> _PROBLEM DETAILS_:
An exact transcription of the records is required, minus any images.

> _Data excerpts_:
-------
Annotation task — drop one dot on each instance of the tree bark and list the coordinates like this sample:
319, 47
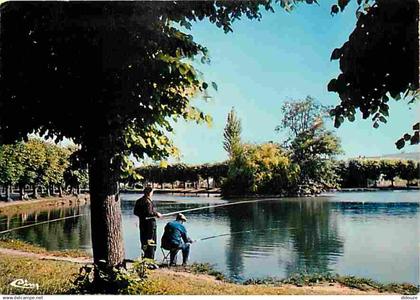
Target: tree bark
21, 192
8, 188
106, 221
35, 191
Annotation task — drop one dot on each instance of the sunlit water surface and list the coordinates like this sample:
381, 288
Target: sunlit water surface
368, 234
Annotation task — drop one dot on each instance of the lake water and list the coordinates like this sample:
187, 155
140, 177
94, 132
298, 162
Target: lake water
369, 234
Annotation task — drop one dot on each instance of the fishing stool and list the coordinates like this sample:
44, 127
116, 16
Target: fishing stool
166, 254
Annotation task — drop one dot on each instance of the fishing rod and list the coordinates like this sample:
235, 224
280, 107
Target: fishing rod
39, 223
236, 232
212, 206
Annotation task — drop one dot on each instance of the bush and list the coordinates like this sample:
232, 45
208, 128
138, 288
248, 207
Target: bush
95, 279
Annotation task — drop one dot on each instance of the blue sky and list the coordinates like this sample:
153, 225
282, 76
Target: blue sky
262, 64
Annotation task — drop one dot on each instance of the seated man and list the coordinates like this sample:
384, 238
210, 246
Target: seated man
175, 238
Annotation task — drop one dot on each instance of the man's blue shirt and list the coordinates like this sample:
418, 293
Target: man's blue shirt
175, 234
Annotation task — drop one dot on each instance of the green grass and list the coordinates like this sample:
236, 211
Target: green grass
53, 277
206, 268
363, 284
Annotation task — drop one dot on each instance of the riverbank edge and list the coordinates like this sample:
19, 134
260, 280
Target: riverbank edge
202, 279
-------
> _FINISHED EXERCISE_:
Annotation task — drop one dot on each instance of the tree bark and list the coordinates like this sample:
319, 47
Target: tree bark
21, 192
8, 188
106, 221
35, 191
Annotation task — drop one dot on each instance of the sunlit water surface and list the coordinates like this sample:
381, 288
Target: sunlit water surface
368, 234
Annotation task — drop one dot on each instance of the lake water and list the coordinates like this sample:
187, 155
140, 177
94, 132
298, 162
Target: lake water
369, 234
Annotation task — drop one dot on each instance of the fishing stool and list the coordinates like this sample:
44, 127
116, 16
Target: fishing stool
166, 254
Annotation task — drop one dot on each instance of the fishing rod and list the coordinates like this sample:
235, 224
280, 107
Target: fishing rod
39, 223
236, 232
212, 206
Annotation task — drop one dot on each instance of the bush and list the coordinates like this sample:
232, 45
208, 128
138, 288
248, 207
Target: bush
95, 279
Annotation task — drop one dot on each instance of the blue sky and list the coordinates like this sample:
153, 225
282, 76
Target: blue sky
262, 64
Annotation task — drop one dot on each instance of the seated man and list the coordinates like this sample:
384, 238
210, 246
Target: seated man
175, 238
Annotation task — drop one dot on each instance of the man's blue shirt and list the coordinates like this sample:
418, 293
Target: man's blue shirt
175, 234
Annotation task — drop one dot on each instance of the green grass and list the coordinates like this sample:
236, 211
Target: green grass
53, 277
206, 268
363, 284
Annotation task — drop one dot on each instance of the riverbank edge and list the coordinates like this sample:
19, 134
260, 280
Target: riverbank edge
202, 279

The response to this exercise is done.